▸ TASK MATERIAL
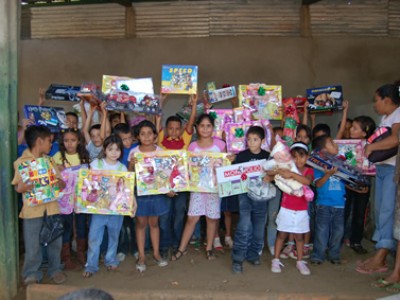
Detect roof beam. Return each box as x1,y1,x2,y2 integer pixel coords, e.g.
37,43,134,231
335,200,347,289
302,0,323,4
111,0,132,7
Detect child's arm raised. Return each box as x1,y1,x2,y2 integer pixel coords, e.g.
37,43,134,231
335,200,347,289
302,101,309,125
38,88,46,106
81,102,91,145
186,94,197,134
120,111,126,124
156,93,168,133
315,166,337,188
336,100,349,139
100,102,111,140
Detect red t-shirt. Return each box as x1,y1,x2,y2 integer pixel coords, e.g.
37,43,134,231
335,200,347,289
281,167,314,211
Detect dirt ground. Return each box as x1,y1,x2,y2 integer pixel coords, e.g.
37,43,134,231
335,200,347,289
14,239,400,300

▸ WHAT YOU HAVE TO DO
Copy out each record word for word and omit any pictures.

▸ OUTPUT OF THE TASK
Detect roof beam. Return each box as x1,y1,x2,y2 integer pixel coords, e.g.
37,43,134,231
335,200,347,289
302,0,323,4
111,0,132,7
Detect child's arm raised. Return each box as x1,y1,x2,y2 integer pixel coords, e.g.
37,43,134,231
335,200,347,289
302,101,309,125
38,88,46,106
81,102,91,145
186,94,197,134
120,111,126,124
156,93,168,133
315,166,337,188
336,100,349,139
100,102,111,140
Detect red t-shirt. Return each box as x1,y1,x2,y2 integer pixel coords, e.g.
37,43,134,231
335,200,347,289
281,167,314,211
Detect dirt ground. Return each box as x1,y1,x2,y2 integer pixel coords, e.g.
37,43,134,231
335,200,347,289
14,239,400,300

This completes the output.